* [EXERCISE OBJECTIVE] Copy out, word for word, the stretch of the news report on the state representatives and the nursing licenses from "State Rep. Dale" through "revoked last year.".

* [DOCUMENT PASSAGE]
==*==
State Rep. Dale Ford, R-Jonesborough, says a current Tennessee Bureau of Investigation probe into his and a colleague’s efforts to help constituents disciplined by the state is nothing more than a case of “ruffled feathers.” Ford and state Rep. Tony Shipley, R-Kingsport, have come under scrutiny for their roles in helping three area nurses have their state licenses returned after they were revoked last year.
“When my constituents are disciplined, I want to make sure they have had their due process,” Ford said. “I would have done it for anyone in my district.”
The Tennessee Nursing Board suspended the licenses of three nurse practitioners after it determined they had failed to properly order diagnostic tests for patients before prescribing painkillers and continued to prescribe pain medication to patients identified by law enforcement agents as illegally selling the drugs.
==*==
* [RECORDED INFORMATION]

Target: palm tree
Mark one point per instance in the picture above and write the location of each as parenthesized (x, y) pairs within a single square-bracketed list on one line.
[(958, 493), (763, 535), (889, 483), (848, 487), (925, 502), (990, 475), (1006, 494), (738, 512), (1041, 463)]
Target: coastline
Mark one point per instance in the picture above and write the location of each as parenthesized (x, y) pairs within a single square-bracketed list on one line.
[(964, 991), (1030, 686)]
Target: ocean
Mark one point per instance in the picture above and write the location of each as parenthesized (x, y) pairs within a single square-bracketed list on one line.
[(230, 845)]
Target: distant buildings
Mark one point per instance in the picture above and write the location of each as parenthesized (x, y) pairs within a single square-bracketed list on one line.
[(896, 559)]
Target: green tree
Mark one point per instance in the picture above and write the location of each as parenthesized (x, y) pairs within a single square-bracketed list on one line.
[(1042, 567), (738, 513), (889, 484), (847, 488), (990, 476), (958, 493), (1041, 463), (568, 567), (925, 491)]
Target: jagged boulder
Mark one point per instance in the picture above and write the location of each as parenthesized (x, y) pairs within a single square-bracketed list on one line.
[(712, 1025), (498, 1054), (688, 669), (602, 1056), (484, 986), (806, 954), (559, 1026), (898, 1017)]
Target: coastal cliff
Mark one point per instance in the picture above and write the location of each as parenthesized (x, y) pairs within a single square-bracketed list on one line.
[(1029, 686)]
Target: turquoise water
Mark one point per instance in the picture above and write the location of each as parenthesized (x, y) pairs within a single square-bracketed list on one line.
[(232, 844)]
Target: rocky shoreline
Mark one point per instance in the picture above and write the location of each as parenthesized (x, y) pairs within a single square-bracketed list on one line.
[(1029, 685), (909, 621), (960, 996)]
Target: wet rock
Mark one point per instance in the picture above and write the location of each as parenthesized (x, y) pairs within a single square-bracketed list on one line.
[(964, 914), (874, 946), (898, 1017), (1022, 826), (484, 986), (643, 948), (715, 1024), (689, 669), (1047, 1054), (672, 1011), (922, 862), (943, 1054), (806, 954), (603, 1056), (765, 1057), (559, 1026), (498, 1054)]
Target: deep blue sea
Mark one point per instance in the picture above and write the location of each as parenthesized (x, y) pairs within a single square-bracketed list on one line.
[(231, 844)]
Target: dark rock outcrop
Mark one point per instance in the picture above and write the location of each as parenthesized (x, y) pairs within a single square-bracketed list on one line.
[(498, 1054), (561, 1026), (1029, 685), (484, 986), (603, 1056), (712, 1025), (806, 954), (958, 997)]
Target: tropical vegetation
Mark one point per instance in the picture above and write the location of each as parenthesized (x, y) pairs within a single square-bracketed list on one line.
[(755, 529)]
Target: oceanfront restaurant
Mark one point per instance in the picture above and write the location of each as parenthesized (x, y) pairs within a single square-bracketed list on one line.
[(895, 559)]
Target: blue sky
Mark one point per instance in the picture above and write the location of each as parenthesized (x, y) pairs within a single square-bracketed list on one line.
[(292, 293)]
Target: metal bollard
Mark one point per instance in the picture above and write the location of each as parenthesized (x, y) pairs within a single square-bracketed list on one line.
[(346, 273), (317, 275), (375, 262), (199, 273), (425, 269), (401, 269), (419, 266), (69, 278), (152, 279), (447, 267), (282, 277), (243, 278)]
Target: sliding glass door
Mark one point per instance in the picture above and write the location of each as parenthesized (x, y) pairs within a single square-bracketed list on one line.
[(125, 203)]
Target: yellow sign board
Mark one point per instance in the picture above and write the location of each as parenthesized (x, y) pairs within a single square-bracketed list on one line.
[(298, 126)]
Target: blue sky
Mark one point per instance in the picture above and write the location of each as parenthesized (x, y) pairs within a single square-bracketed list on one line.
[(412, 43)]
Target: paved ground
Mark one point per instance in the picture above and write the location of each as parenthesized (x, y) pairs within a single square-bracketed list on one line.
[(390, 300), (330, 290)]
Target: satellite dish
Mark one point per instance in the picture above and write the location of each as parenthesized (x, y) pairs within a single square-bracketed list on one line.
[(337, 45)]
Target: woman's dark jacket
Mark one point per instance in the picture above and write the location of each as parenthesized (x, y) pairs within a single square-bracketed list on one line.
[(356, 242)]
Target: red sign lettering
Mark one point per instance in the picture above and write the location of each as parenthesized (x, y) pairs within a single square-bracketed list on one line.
==*==
* [TASK SOLUTION]
State Rep. Dale Ford, R-Jonesborough, says a current Tennessee Bureau of Investigation probe into his and a colleague’s efforts to help constituents disciplined by the state is nothing more than a case of “ruffled feathers.” Ford and state Rep. Tony Shipley, R-Kingsport, have come under scrutiny for their roles in helping three area nurses have their state licenses returned after they were revoked last year.